Problems to solve
1. Reproduce the passage of the Schumacher opinion starting at "131 Wis. 2d" and ending at "388 N.W.2d 912.)".
2. Summarize the Schumacher opinion in two sentences.
3. Write what comes next in the Schumacher opinion, picking up after its last sentence.

131 Wis. 2d 332 388 N.W.2d 912

Marlene SCHUMACHER, Petitioner-Respondent, v. Vernon A. SCHUMACHER, Appellant-Petitioner.

Supreme Court

No. 84-2170.

Argued April 29, 1986.

Decided June 20, 1986.

(Also reported in 388 N.W.2d 912.)

*333For the appellant-petitioner there were briefs by Richard L. Everson, Milwaukee, and John M. Baker, of counsel, Milwaukee, and oral argument by Mr. Ever-son and Mr. Baker.

For the petitioner-respondent there was a brief by Robert L. Jackson, Jr., Milwaukee, and Clare L. Fiorenza and Fiorenza & Hodan, S.C., Milwaukee, and oral argument by Clare L. Fiorenza.

BABLITCH, J.

Vernon A. Schumacher (Vernon) contends that the circuit court abused its discretion by setting aside an antenuptial agreement which he and Marlene C. Schumacher (Marlene) had executed, when the court divided the couple's property at divorce, pursuant to sec. 767.255, Stats. Because we conclude that the Schumacher's agreement was inequitable inas*334much as the parties did not disclose their assets fairly and reasonably to one another prior to executing the agreement, we hold that the circuit court did not abuse its discretion in this case.

On July 16,1977, Marlene Lamb, age 31, and Vernon Schumacher, age 53, entered into an antenuptial agreement which an attorney had drafted at Vernon's request. The next day they married. The marriage was the second marriage for both; Marlene's first marriage had ended in divorce and Vernon had been widowed previously. Neither had children and no children were born of this marriage.

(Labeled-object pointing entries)
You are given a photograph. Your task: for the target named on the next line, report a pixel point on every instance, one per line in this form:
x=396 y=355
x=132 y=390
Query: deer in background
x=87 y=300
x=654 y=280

Written responses
1.
131 Wis. 2d 332 388 N.W.2d 912

Marlene SCHUMACHER, Petitioner-Respondent, v. Vernon A. SCHUMACHER, Appellant-Petitioner.

Supreme Court

No. 84-2170.

Argued April 29, 1986.

Decided June 20, 1986.

(Also reported in 388 N.W.2d 912.)

2. Vernon Schumacher argues that the circuit court abused its discretion by setting aside the antenuptial agreement he and Marlene signed when it divided their property at divorce, and the court holds that it did not, because the two failed to disclose their assets fairly and reasonably before signing. An attorney drafted the agreement at Vernon's request, and they signed it on July 16, 1977, when she was 31 and he was 53; they married the next day, it was the second marriage for both, and neither had children.

3.
The antenuptial agreement, which the parties signed and two persons witnessed, was one page in length. It provided, in relevant part:

"WHEREAS, an agreement to marry is about to be entered into between the parties hereto; and
"WHEREAS, the parties hereto desire to settle the property rights to the following property presently owned by the husband:
"1. The Holiday Park apartments ... in which the husband has an equity of approximately $600,000.00.
"2. A second mortgage on the Howard Avenue apartments ... in the amount of approximately $40,000.00. . . .
"3. Various stocks . . . valued at approximately $20,000.00 (Sic)
"WHEREAS, the wife desires to waive and relinquish all her rights to said property or any proceeds from the sale thereof, or any property traded for same;
"NOW THEREFORE, in consideration of said proposed marriage, wife agrees that she will not claim any right, title, or interest in said property.
*335"All other property now or hereafter owned by either of said parties shall not be affected by this Agreement."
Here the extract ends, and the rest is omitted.